== Available records
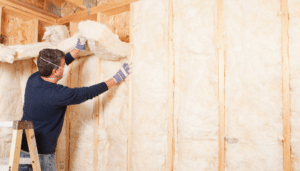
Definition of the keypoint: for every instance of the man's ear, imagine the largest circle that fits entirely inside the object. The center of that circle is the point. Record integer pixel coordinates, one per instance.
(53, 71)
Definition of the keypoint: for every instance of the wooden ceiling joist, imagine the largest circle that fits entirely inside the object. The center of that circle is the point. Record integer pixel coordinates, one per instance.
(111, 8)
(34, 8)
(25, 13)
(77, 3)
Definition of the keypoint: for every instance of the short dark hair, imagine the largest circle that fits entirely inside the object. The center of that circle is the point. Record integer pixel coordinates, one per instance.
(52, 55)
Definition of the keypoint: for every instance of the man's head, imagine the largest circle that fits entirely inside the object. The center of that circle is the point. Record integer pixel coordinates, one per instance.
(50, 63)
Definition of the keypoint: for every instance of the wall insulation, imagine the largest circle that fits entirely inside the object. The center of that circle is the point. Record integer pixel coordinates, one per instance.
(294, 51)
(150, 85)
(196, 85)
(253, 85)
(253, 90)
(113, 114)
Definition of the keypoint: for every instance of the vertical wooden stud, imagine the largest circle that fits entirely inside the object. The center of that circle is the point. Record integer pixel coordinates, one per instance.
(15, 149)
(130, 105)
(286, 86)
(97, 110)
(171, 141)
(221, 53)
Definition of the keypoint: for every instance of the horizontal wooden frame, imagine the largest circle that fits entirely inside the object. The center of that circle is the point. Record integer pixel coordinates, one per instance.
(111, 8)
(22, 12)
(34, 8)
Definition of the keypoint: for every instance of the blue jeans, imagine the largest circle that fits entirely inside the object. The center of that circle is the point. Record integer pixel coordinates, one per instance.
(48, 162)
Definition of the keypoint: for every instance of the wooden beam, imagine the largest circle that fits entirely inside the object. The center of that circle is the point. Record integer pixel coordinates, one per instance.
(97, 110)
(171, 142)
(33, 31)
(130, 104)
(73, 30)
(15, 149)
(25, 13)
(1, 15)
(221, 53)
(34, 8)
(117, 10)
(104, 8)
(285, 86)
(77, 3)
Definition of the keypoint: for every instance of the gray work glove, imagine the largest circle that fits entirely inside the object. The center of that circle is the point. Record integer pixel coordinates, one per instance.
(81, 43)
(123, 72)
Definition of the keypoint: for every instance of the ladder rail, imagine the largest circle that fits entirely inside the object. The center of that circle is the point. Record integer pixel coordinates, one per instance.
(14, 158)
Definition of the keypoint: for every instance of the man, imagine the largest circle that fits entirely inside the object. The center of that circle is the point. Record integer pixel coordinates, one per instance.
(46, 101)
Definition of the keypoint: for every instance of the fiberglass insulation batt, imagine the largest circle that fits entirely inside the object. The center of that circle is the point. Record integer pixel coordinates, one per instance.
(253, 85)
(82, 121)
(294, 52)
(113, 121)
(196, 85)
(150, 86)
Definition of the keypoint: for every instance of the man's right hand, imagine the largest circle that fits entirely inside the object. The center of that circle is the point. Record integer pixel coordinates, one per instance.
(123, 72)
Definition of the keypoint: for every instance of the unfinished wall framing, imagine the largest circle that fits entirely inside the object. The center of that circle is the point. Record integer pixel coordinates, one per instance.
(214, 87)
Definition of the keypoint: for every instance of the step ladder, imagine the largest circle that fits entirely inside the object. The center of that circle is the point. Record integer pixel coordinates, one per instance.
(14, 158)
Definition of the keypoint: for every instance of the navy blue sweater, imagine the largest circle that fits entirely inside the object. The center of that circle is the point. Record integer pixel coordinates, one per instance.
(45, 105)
====
▸ Exercise: Give back all of the entries above exactly, with the pictures excluded.

▸ Answer to this exercise:
Definition of the keypoint: for every instance of the man's ear, imagine the largest circle that fits entirely inside the object. The center of that circle is the point. Record integer pixel coordinates, one per instance.
(53, 71)
Definition of the keypoint: for every instance of the wooden ceiling joist, imagine the largest circle that fits entirely inside the object. The center of that circle is the point. Record integer pixel coordinates, one per instance.
(111, 8)
(34, 8)
(25, 13)
(77, 3)
Definition of the keypoint: for every instance of the short dark hair, imagine the largest circle that fits entirely inside the object. The center of that circle is the point. Record integer pixel coordinates, one per instance.
(52, 55)
Definition of the keypoint: for every instance of the man's head, imagine the largest circle that fits entirely inside the object. The center of that circle is the point. Record integer pixel coordinates, one per instance.
(50, 63)
Definition of the keypoint: for every instance of the wall insulation, imagine the largest circle that fits entirely inside the object. The center of that circle is the point. Record integer pixel coordinates, one per instance.
(294, 51)
(150, 85)
(196, 85)
(253, 85)
(253, 90)
(113, 114)
Definition of the keypoint: for every instance of the vertical wooden stud, imagine the largest circle that fits entirely inside the object. The center of that circle is the point. Record integer pixel coordinates, one per instance.
(15, 149)
(130, 105)
(286, 86)
(97, 110)
(171, 141)
(221, 53)
Definition of the keypoint: for every instance of the horizontal wooden frame, imagine the largest circle that fits entirely inside the object. The center of that circle is the point. Record integer pixel coordinates, one per instance.
(111, 8)
(22, 12)
(34, 8)
Definition of the keypoint: for every instance of the blue jeans, imagine the largest circle that fits entirely inside the object. The center of that circle is the point. Record integer pixel coordinates, one per instance.
(48, 162)
Definition of the keypoint: for every instance of the wooden beam, imagine the largest circle that fits entirely inside the object. The center of that circle is the point. Record integer pixel coordinates, one per instance.
(97, 110)
(171, 142)
(33, 31)
(130, 104)
(73, 30)
(15, 149)
(25, 13)
(1, 15)
(221, 53)
(34, 8)
(117, 10)
(104, 8)
(285, 86)
(77, 3)
Definition of the keypoint: for every instance of the gray work glove, imagine the largest circle that fits entirely inside the object. The center of that circle is the point. Record integer pixel coordinates, one per instance.
(81, 43)
(123, 72)
Definition of the keypoint: for every instance of the ladder rail, imagine the largest circle that fits entirely inside the object. The center of that circle is the point. Record integer pixel coordinates, one per instance.
(14, 158)
Definition of the keypoint: for every instance of the man, imagine the largest circle that fits entirely inside the object. The center of that circle is the point. Record integer pixel coordinates, one per instance.
(46, 101)
Definition of the keypoint: for every instance of the fiberglass insulation batt, imagine the largest circle that fits entirely inside the object. The center of that circle is the point. Record integer pixel coordinates, one per instance.
(253, 85)
(82, 121)
(294, 52)
(113, 121)
(196, 85)
(150, 86)
Definition of the keypoint: for every instance of the man's right hand, imagine the largest circle that fits entirely inside the object. The center of that circle is the point. Record integer pixel coordinates, one per instance.
(123, 72)
Definition of the keypoint: for every instance of the unfinished wall framing, imagine the largest circle that fits entirely inside the object. The center of that circle is the point. Record integer pixel coordinates, one per instance.
(214, 87)
Definition of the keypoint: for every instance of the step ladder, imagine the largest circle that fits entirely inside the object. The center of that circle is the point. Record integer pixel coordinates, one per instance.
(14, 158)
Definition of the keypoint: for every instance of the navy blue sweater, imagine the largest circle that fits entirely inside the object. The center of that circle is the point. Record integer pixel coordinates, one per instance.
(45, 105)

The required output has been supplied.